Stated goal —
Reproduce the data from its start through the line containing "(1248, 732)", inclusive, keeping the requests and rescaling every coordinate in the answers by 1.65, rounded to whole numbers with halves going up. Give only those lines.

# start of Excerpted records

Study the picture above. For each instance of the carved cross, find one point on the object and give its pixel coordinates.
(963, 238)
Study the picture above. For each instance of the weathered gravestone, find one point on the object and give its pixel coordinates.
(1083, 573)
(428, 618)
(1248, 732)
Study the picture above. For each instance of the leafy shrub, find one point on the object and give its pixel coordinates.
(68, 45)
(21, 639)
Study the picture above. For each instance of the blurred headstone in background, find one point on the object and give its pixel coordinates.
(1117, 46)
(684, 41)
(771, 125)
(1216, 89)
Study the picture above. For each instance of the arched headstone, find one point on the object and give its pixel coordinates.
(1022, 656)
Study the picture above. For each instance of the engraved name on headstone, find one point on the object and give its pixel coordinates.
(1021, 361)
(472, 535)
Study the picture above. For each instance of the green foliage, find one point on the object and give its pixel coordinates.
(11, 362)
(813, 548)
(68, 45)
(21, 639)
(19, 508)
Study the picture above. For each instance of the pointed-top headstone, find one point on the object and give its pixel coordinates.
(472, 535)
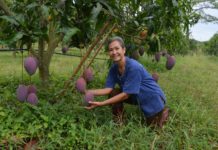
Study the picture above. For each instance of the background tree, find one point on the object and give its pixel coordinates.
(211, 47)
(43, 25)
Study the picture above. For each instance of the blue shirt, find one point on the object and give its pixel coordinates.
(137, 82)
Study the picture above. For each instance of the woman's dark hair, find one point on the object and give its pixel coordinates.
(116, 38)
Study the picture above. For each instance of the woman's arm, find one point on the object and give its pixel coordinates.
(99, 92)
(115, 99)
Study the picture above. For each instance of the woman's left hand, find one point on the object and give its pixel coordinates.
(93, 105)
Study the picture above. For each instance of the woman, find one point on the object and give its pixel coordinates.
(136, 87)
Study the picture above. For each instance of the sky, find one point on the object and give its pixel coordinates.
(204, 31)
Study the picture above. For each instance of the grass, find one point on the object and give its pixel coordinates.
(190, 87)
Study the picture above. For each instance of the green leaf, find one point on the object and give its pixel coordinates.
(32, 5)
(10, 19)
(95, 11)
(69, 32)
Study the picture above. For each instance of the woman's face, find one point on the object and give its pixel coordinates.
(116, 52)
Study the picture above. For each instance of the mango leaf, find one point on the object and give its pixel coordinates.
(107, 6)
(68, 33)
(10, 19)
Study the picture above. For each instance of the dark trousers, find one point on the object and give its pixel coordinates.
(118, 109)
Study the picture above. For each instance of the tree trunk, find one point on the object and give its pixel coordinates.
(45, 56)
(44, 71)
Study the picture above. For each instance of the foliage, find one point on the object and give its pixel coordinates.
(211, 47)
(76, 23)
(191, 97)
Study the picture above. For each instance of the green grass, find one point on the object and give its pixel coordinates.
(190, 87)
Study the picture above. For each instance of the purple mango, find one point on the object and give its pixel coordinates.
(32, 89)
(157, 56)
(171, 60)
(155, 76)
(32, 99)
(88, 97)
(30, 65)
(64, 50)
(88, 74)
(81, 85)
(21, 92)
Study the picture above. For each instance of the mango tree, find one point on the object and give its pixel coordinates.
(48, 23)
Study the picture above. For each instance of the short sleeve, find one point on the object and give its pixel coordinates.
(111, 80)
(133, 82)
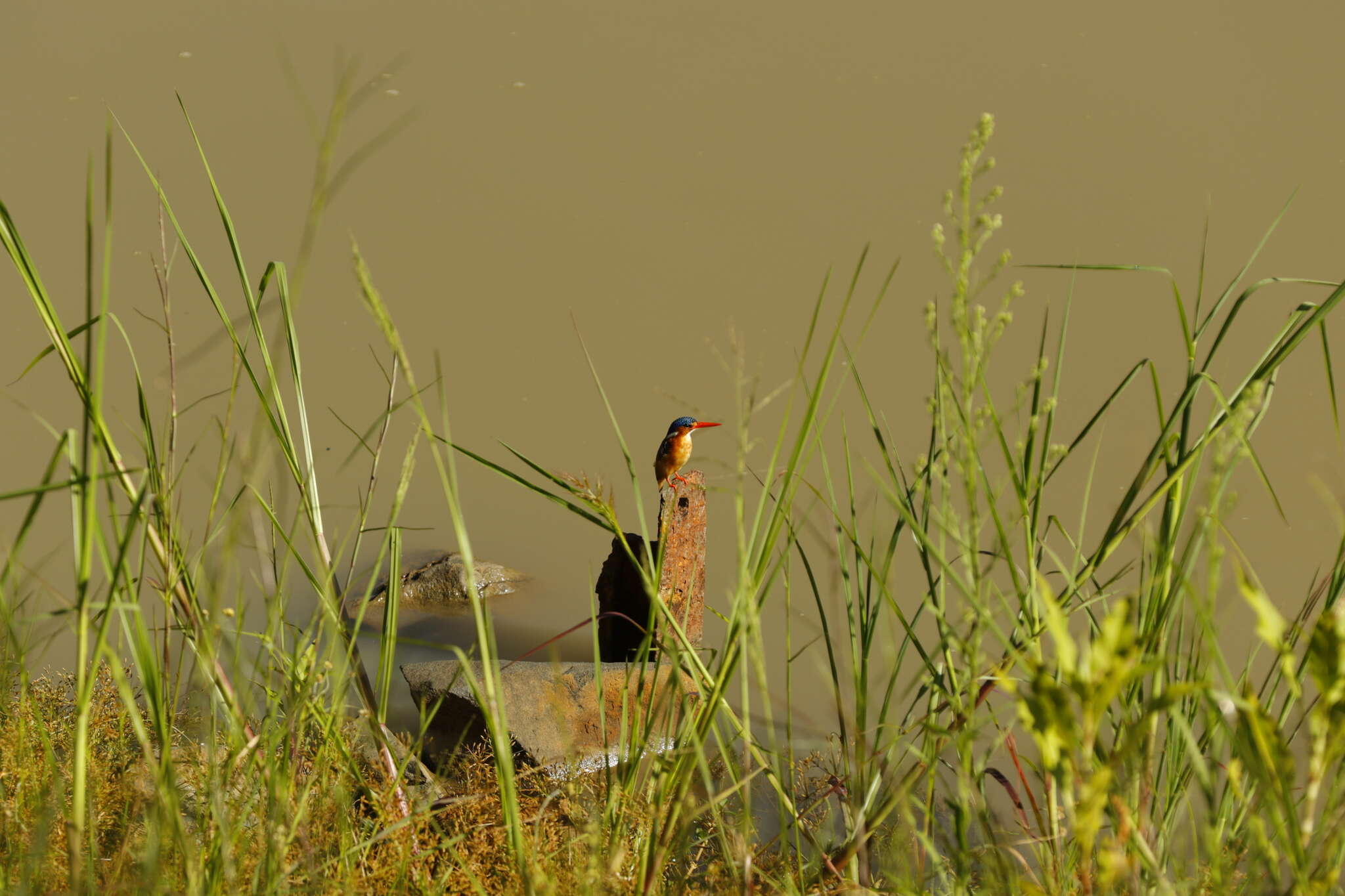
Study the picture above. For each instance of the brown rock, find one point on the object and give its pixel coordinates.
(441, 584)
(554, 712)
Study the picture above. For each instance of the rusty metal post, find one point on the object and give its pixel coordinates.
(682, 522)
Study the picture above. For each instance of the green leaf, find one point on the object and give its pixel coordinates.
(95, 320)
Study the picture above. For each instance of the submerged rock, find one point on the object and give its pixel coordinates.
(557, 715)
(441, 584)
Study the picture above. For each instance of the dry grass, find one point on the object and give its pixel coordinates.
(347, 837)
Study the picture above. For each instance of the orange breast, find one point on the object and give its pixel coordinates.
(674, 452)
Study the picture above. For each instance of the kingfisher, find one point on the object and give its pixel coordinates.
(676, 450)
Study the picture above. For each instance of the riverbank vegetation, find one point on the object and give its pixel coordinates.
(1021, 703)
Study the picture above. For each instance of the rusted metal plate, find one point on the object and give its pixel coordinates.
(621, 589)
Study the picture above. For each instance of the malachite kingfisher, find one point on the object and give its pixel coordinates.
(676, 450)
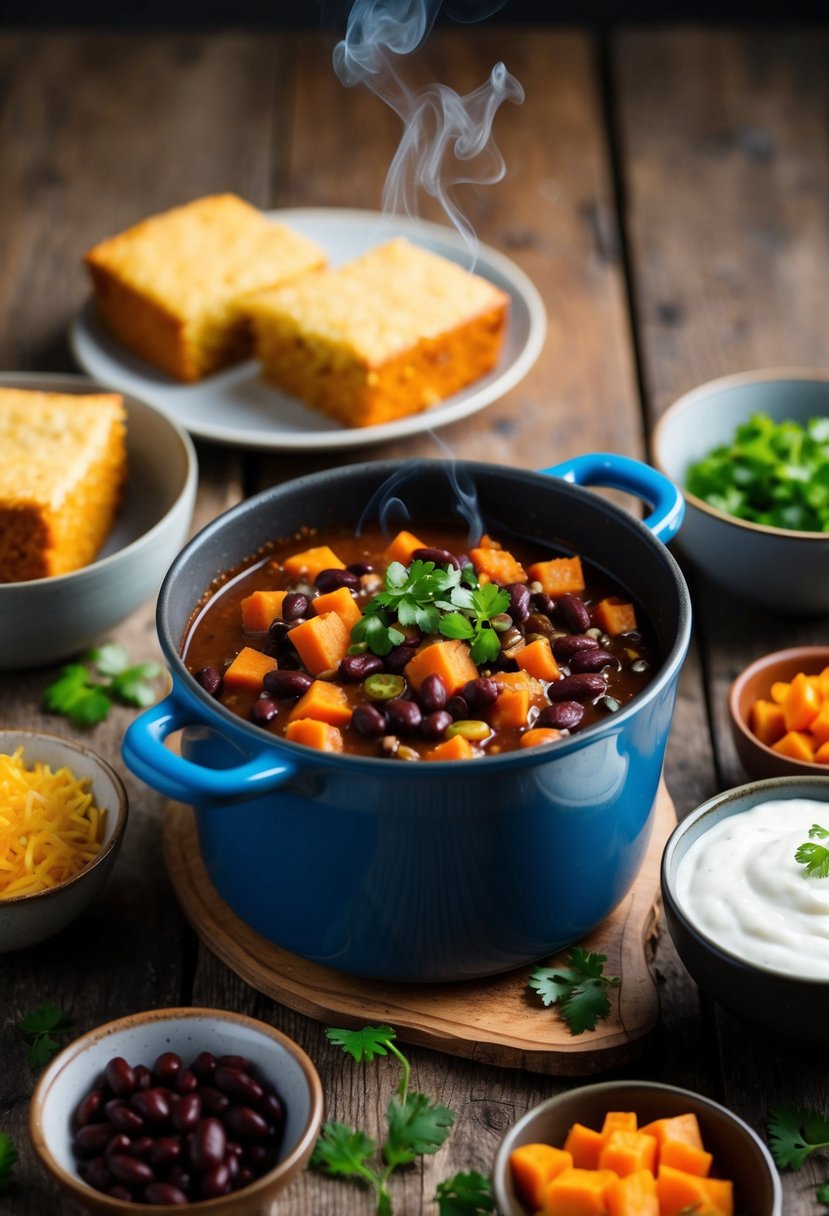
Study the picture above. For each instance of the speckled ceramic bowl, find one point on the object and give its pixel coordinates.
(141, 1039)
(785, 572)
(738, 1152)
(754, 684)
(44, 620)
(780, 1005)
(26, 919)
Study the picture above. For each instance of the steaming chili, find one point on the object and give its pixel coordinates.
(286, 641)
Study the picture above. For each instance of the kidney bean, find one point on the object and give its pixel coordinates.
(565, 647)
(368, 721)
(573, 612)
(564, 715)
(187, 1112)
(130, 1170)
(207, 1144)
(331, 580)
(404, 716)
(519, 601)
(159, 1193)
(439, 556)
(479, 693)
(210, 680)
(434, 725)
(246, 1124)
(119, 1076)
(356, 668)
(280, 684)
(585, 686)
(592, 660)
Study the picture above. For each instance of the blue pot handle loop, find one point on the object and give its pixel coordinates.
(186, 782)
(625, 473)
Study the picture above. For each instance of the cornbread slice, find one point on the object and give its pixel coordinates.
(170, 286)
(387, 335)
(61, 476)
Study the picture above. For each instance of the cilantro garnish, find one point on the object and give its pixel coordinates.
(773, 473)
(579, 988)
(85, 693)
(815, 856)
(794, 1133)
(416, 1125)
(41, 1025)
(7, 1160)
(436, 600)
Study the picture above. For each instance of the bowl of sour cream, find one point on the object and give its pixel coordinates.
(745, 887)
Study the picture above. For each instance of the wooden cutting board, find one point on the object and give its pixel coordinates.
(497, 1020)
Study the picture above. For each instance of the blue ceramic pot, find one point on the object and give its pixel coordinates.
(440, 871)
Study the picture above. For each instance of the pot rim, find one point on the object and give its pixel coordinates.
(524, 758)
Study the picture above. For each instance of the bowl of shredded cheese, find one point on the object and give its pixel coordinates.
(62, 820)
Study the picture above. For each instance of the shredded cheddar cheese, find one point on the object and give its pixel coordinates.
(49, 826)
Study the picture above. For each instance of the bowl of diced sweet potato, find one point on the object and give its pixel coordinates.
(779, 713)
(633, 1147)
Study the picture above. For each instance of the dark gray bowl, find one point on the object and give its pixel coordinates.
(738, 1152)
(783, 1006)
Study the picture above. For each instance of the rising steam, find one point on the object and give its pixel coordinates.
(447, 139)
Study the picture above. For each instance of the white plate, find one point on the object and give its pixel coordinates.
(237, 407)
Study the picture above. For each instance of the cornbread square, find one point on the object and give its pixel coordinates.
(170, 287)
(61, 477)
(384, 336)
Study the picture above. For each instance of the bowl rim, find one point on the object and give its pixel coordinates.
(761, 788)
(688, 400)
(54, 382)
(82, 1191)
(806, 766)
(501, 1164)
(110, 845)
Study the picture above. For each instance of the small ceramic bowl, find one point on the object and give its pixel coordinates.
(26, 919)
(782, 570)
(738, 1152)
(44, 620)
(141, 1039)
(782, 1005)
(754, 684)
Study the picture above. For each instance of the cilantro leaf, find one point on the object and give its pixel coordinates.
(417, 1126)
(464, 1194)
(7, 1160)
(794, 1132)
(579, 988)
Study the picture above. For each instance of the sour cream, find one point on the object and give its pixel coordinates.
(740, 885)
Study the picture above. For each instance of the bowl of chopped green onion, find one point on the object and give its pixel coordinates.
(751, 455)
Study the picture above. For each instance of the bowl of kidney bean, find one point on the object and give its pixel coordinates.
(174, 1108)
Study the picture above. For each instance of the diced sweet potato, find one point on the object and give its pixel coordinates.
(449, 659)
(247, 670)
(311, 561)
(321, 642)
(315, 733)
(325, 702)
(260, 608)
(559, 575)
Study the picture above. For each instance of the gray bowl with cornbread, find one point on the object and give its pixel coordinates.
(46, 619)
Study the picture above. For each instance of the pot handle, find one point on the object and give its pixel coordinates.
(144, 752)
(635, 477)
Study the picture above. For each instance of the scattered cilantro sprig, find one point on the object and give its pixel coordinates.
(815, 856)
(7, 1160)
(438, 600)
(416, 1126)
(579, 988)
(84, 692)
(773, 473)
(41, 1026)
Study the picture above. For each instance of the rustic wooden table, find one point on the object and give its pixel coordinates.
(667, 192)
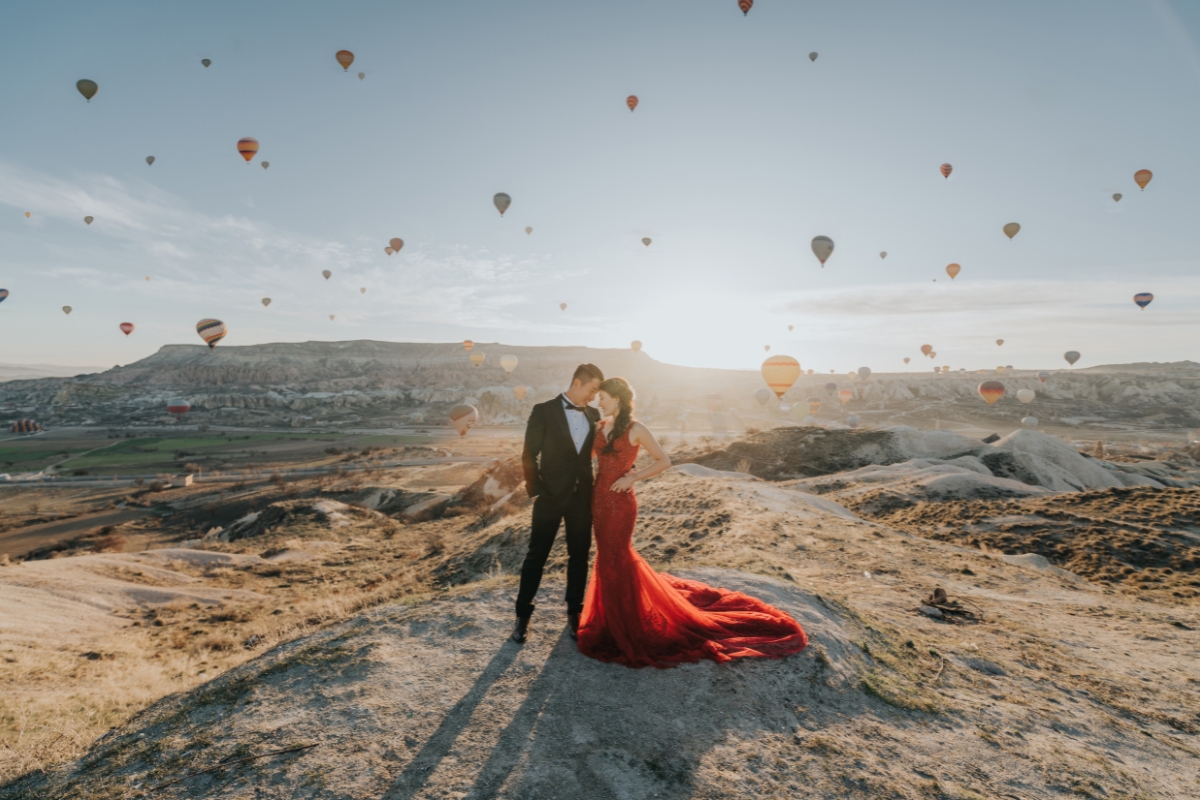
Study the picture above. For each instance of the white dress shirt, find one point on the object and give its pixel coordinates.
(577, 422)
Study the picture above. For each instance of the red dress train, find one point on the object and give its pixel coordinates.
(640, 618)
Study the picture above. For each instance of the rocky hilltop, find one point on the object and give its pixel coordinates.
(391, 384)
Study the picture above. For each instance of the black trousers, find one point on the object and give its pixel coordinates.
(577, 516)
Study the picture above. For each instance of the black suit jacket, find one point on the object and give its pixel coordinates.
(552, 468)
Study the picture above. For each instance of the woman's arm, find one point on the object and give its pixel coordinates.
(640, 434)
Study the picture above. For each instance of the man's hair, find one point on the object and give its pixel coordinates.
(586, 373)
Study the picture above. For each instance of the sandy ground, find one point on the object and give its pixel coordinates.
(1053, 686)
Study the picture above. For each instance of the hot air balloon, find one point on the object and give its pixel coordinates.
(247, 146)
(87, 88)
(822, 247)
(991, 391)
(780, 372)
(211, 331)
(463, 417)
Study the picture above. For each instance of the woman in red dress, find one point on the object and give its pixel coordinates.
(640, 618)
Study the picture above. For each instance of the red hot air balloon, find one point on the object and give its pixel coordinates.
(249, 148)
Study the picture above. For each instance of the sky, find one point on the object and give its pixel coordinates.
(741, 150)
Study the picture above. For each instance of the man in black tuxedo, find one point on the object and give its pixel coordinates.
(557, 462)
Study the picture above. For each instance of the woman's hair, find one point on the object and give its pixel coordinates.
(619, 390)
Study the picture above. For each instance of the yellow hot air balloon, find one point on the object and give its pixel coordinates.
(88, 89)
(780, 373)
(247, 146)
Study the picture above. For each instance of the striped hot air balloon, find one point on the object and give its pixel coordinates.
(780, 373)
(211, 331)
(463, 417)
(249, 148)
(991, 391)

# end of Excerpted records

Answer to the task —
Study the picture above. For each instance of the carved cross, find one point on the object and give its pixel coordinates.
(1589, 393)
Study the picture above. For each instance of the weathered gravestone, find one point on the object and give its pixel coordinates.
(1787, 945)
(706, 1020)
(2059, 1208)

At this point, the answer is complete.